*WHAT YOU WILL DO*.
1. According to the passage on statistics and data visualization, what data will be analyzed in this week's project?
2. Continue the passage on statistics and data visualization, picking up after its last sentence.

*TEXT PASSAGE*.
Confusingly, the null hypothesis is set up to be the opposite of the theory that we are really interested in. This means that a low p-value is a desirable result, since it leads to rejection of the null, and therefore provides supporting evidence for our own alternative hypothesis.

Visualizing the Data

Not only is it important to perform the statistics, but in many cases it is important to visualize the data. Depending on what you are trying to analyze or do, there are a variety of visualizations that can be used to show:

Composition: where and when something is occurring at a single point in time (e.g., dot map; choropleth map; pie chart, bar chart) or changing over time (e.g., time-series graphs), which can be further enhanced by including intensity (e.g., density maps, heat maps),
the relationship between two things (e.g., scatterplot (2 variables), bubbleplots (e.g., 3 variables)),
distribution of the data (e.g., frequency, histogram, scatterplot),
comparison between variables (e.g., single or multiple).

For a visual overview of some different types of charts, [11] see the graphic produced by Dr Abela (2009).

For example, earlier we highlighted the importance of understanding our data using descriptive statistics (mean and variation of the data). By using frequency distributions and histograms, we can further understand these aspects since these visualizations reveal three aspects of the data:

where the distribution has its peak (central location) - the clustering at a particular value is known as the central location or central tendency of a frequency distribution. Measures of central location can be in the middle or off to one side or the other.
how widely dispersed the distribution is on either side of its peak (spread, also known as variation or dispersion) - this refers to the distribution out from a central value.
whether the data is more or less symmetrically distributed on the two sides of the peak (shape) - shape can be symmetrical or skewed.

Telling a story with data

An important part of doing research and analysis is communicating the knowledge you have discovered to others and also documenting what you did so that you or others can repeat your analysis. To do so, you may want to publish your findings in a journal or create a report that describes the methods you used, presents the results you obtained, and discusses your findings. Often, we have to toggle between the software and a word document or text file to capture our workflow and integrate our results. One way to do this is to use a digital notebook that enables you to document and execute your analysis and write up your results. If you'd like to try this, in this week's project, have a crack at the "Try This" box in the project instructions, which will walk you through how to set up an R Markdown notebook. There are other popular notebooks, such as Jupyter [12]; however, since we are interested in R, those who wish to attempt this can try with the R version.

An important part of telling a story is to present the data efficiently and effectively. The project this week will give you an opportunity to apply some stats to data and get you familiar with running different statistical analyses and applying different visualization methods.

Project 2: Exploratory Data Analysis and Descriptive Statistics in R

Background

This week, we covered some key concepts important for conducting research and analysis. Now, it is time for you to put this information to use through some analysis. In this week's project, you will be analyzing some point data describing crimes in St. Louis, Missouri and creating a descriptive analysis of the data. Next week, you will build on this analysis by using some spatial point pattern statistics with the same dataset to look at the spatial patterns of crime in more detail.

(Stored data)
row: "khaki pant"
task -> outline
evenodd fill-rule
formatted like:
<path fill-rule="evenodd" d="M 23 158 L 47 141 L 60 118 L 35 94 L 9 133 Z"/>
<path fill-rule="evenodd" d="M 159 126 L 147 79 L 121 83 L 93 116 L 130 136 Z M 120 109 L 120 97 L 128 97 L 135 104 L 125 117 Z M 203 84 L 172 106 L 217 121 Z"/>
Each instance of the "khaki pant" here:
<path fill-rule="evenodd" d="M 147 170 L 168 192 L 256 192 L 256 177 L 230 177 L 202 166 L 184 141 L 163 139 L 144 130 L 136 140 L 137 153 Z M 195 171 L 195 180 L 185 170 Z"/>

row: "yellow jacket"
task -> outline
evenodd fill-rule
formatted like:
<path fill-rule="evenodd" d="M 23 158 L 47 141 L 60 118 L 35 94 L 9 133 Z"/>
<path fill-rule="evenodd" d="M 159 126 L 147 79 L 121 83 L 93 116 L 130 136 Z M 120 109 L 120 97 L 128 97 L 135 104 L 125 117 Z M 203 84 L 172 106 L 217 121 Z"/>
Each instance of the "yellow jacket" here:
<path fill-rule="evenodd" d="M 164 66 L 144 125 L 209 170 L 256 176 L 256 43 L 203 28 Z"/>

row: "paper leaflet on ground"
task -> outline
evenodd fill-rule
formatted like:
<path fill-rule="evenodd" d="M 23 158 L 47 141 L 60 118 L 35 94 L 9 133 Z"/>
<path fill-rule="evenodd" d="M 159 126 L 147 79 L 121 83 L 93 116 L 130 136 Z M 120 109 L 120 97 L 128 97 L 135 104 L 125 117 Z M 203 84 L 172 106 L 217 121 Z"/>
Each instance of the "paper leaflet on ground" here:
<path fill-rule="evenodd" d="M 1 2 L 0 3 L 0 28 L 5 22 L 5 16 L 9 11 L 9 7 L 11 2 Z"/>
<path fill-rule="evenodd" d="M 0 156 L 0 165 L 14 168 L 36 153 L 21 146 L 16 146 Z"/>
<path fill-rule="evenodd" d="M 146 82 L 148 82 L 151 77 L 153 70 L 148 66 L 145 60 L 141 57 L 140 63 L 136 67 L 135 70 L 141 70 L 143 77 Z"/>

*RESULTS OF THE TASKS*.
1. Point data describing crimes in St. Louis, Missouri.

2.
To carry out this week's analysis, you will use RStudio and several packages in R. The assignment has been broken down into several components.

You will analyze the data and familiarize yourself with R by copying and pasting the provided R code from Lesson 2 into RStudio. In some cases, you will want to modify this code to analyze additional variables or produce different graphs and charts that you think will help with your analysis. As you work through the analysis, make some informal notes about what you are finding.

The outputs generated by running these analyses provides evidence to answer the questions listed at the bottom of this page. Once you have completed your analysis and obtained the different statistical and graphical outputs, use this evidence to create a more formal written report of the analysis.

Project Resources

You need an installation of R and RStudio, to which you will need to add the packages listed on a subsequent page of these instructions.

You will also need some data. You will find a data archive to download (Geog586_Les2_Project.zip) in the Lesson 2 materials in Canvas. If you have any difficulty in downloading the data, please contact me.

This archive includes the following files:

Crime data files for St Louis: crimeStLouis20132014b.csv, crimeStLouis20132014b_agg.csv
Boundary of St Louis data file (shapefile): stl_boundary_ll.shp

How to Move Forward with the Analysis

As you work your way through the R code on the following pages of the project instructions, keep the following questions in mind. Jotting down some notes related to each of them will help you to synthesize your findings into your project report.

Discuss Overall Findings

What types of crime were recorded in the city?
Was there a temporal element associated with each of the crimes?
How did the occurrence of crimes changes between the years?
Where did crimes take place? Was there a particular spatial distribution associated with each of the crimes? Did they take place in a particular part of the city?
What additional types of analysis would be useful?

Descriptive Statistics

What type of distribution does your data have?
What is a typical value in this dataset?
How widely do values in the dataset vary?
Are there any unusually high or low value in this dataset? (e.g., outliers)

Visualizing the Data

Map the data: What is spatial distribution of crimes?
Create graphs:
1. Of the crimes in the dataset, is there a crime that occurs more than others?
2. Is there a month when crimes occur more than others?
3. Have crimes increased or decreased over time?

Summary of the Minimum Project 2 Deliverables

To give you an idea of the work that will be required for this project, here is a summary of the minimum items you will create for Project 2.

Create necessary maps, graphics, or tables of the data. Include in your written report any and all maps, graphics, and tables that are needed to support your analysis.
The analysis should help you present the spatial patterns of crime types across the city as well as what evidence exists showing any temporal trend in crime overall and for individual crime types.

NOTE: When you have completed the project, please submit your writeup to the Canvas assignment for this lesson.

Questions?

Please use the 'Week 2 lesson discussion' forum to ask for clarification on any of these concepts and ideas. Hopefully, some of your classmates will be able to help with answering your questions, and I will also provide further commentary there where appropriate.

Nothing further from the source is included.